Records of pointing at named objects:
········

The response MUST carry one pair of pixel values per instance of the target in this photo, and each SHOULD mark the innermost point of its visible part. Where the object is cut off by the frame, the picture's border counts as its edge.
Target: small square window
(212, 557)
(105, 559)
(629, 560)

········

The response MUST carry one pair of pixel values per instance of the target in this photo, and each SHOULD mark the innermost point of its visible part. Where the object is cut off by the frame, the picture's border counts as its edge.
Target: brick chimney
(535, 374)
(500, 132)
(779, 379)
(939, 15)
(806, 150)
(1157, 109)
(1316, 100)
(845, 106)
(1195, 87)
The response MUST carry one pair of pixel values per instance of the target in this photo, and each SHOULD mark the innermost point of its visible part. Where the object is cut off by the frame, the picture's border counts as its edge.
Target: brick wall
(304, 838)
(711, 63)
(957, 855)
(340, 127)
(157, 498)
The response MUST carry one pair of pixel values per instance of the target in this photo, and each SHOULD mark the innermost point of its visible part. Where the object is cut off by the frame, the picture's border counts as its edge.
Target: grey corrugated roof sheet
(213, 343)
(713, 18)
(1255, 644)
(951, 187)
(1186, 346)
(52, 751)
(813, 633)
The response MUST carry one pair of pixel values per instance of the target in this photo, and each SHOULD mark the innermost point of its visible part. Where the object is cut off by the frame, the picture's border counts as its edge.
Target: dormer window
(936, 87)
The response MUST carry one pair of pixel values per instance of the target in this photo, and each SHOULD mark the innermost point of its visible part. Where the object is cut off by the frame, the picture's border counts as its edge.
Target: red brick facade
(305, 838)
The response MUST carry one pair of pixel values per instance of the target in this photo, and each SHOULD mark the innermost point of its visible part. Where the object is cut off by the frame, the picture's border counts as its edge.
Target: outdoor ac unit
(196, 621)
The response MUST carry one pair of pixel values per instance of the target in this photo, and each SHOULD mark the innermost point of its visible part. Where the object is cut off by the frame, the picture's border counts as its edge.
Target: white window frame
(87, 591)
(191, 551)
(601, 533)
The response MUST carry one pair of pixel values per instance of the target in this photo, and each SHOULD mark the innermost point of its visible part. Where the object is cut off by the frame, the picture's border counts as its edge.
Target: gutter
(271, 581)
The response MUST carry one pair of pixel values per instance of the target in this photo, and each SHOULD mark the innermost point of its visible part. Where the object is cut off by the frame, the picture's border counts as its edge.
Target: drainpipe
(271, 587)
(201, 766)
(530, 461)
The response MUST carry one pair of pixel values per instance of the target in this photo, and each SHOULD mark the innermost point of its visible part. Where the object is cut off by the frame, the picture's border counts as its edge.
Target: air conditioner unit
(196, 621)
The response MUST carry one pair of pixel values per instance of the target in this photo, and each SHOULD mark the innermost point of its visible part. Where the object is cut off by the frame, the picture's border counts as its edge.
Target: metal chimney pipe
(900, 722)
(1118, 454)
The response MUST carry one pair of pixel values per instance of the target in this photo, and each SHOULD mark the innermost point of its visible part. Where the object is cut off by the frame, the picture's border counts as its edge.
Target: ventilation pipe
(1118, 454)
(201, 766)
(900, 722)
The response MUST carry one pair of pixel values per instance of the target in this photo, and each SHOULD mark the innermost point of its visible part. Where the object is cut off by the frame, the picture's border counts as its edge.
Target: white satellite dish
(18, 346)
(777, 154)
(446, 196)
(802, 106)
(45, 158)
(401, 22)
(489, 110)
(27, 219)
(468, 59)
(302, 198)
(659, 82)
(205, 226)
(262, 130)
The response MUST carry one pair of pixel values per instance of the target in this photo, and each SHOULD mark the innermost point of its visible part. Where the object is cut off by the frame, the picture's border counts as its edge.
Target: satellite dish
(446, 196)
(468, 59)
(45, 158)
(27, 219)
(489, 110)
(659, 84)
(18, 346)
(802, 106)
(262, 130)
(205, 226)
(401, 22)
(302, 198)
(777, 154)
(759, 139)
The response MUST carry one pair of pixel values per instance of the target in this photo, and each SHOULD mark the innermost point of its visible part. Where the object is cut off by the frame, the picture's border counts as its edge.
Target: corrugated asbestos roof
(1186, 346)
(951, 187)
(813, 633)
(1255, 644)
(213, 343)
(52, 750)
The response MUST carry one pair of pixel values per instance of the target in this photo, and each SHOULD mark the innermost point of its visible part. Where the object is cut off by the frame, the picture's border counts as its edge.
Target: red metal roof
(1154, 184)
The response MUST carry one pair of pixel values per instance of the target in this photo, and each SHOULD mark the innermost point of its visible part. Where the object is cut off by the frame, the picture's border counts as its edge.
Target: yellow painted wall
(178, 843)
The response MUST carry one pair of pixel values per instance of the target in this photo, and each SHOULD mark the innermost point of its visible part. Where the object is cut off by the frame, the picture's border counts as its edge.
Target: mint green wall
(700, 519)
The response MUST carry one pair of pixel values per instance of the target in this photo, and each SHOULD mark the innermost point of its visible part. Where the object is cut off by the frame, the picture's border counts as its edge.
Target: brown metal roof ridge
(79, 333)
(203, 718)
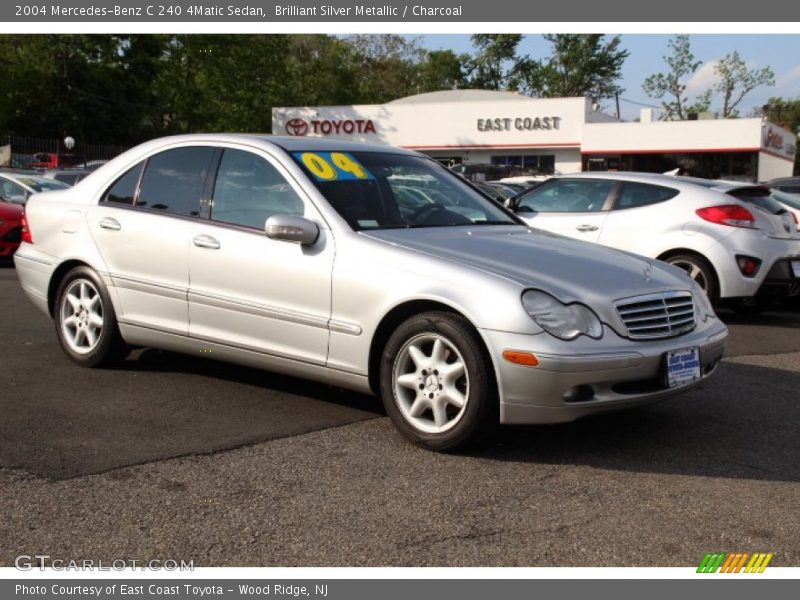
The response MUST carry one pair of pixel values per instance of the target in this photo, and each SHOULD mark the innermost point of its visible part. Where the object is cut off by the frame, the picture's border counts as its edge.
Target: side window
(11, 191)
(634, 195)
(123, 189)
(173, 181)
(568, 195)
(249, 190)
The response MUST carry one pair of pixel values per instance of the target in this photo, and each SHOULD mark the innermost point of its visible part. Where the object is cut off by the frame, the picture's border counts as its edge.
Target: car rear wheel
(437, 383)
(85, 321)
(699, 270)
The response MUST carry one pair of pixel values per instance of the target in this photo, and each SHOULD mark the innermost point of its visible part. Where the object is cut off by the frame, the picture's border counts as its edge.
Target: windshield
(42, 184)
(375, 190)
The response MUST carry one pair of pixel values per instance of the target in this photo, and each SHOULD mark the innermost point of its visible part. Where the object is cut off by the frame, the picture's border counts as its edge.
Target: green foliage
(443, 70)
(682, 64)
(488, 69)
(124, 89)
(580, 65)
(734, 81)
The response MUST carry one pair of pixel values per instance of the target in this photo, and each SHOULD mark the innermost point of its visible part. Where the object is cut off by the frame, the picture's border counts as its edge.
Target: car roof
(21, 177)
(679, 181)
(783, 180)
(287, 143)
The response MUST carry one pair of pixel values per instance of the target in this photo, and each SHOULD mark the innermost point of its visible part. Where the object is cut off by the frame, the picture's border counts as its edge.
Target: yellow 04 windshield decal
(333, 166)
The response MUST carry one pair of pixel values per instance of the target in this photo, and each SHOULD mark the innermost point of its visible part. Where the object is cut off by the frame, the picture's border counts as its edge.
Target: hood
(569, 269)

········

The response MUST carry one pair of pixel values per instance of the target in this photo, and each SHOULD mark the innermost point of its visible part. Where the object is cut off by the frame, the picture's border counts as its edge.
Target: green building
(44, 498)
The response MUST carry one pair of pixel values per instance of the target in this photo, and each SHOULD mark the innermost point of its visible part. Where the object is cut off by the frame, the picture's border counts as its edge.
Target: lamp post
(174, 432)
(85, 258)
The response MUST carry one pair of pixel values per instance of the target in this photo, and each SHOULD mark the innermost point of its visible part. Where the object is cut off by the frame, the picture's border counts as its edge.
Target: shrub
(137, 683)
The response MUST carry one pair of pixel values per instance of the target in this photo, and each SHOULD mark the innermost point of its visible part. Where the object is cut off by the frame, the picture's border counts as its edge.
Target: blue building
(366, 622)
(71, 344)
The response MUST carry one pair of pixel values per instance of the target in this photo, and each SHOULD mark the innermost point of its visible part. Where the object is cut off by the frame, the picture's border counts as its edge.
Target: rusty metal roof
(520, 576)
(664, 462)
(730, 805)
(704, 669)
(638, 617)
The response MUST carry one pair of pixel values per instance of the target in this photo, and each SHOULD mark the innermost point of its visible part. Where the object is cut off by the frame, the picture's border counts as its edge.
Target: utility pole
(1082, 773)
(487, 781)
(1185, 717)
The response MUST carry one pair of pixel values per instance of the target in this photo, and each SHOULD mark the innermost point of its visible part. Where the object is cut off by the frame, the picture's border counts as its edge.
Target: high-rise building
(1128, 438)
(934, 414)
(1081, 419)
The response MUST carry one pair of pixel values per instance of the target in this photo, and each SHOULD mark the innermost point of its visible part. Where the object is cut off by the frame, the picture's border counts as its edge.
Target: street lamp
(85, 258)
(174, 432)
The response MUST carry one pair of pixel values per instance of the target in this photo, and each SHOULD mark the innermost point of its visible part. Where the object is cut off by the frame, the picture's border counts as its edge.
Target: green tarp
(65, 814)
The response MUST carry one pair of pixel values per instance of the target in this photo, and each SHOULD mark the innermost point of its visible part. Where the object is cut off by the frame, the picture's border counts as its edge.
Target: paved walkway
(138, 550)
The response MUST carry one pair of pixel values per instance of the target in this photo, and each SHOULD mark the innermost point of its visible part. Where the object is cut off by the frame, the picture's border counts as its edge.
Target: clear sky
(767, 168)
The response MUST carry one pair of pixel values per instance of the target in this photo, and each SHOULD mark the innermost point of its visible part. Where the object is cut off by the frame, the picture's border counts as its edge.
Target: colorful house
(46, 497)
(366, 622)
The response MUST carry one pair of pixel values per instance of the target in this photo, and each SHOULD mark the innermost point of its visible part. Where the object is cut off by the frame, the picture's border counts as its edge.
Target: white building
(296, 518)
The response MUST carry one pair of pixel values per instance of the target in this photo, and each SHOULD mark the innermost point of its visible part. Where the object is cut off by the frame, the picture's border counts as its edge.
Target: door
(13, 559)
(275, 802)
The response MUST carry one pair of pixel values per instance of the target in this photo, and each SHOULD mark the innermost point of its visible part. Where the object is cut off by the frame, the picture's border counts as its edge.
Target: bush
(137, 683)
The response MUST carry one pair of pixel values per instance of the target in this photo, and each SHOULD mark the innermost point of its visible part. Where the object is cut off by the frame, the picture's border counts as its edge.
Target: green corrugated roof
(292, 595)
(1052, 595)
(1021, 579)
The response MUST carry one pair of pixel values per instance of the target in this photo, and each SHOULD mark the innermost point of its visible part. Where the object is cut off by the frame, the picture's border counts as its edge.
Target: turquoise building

········

*What to produce:* Select every line of the records above that contains the word "lamp", and copy each such line in full.

*Complete answer:*
Target: lamp post
Target: street lamp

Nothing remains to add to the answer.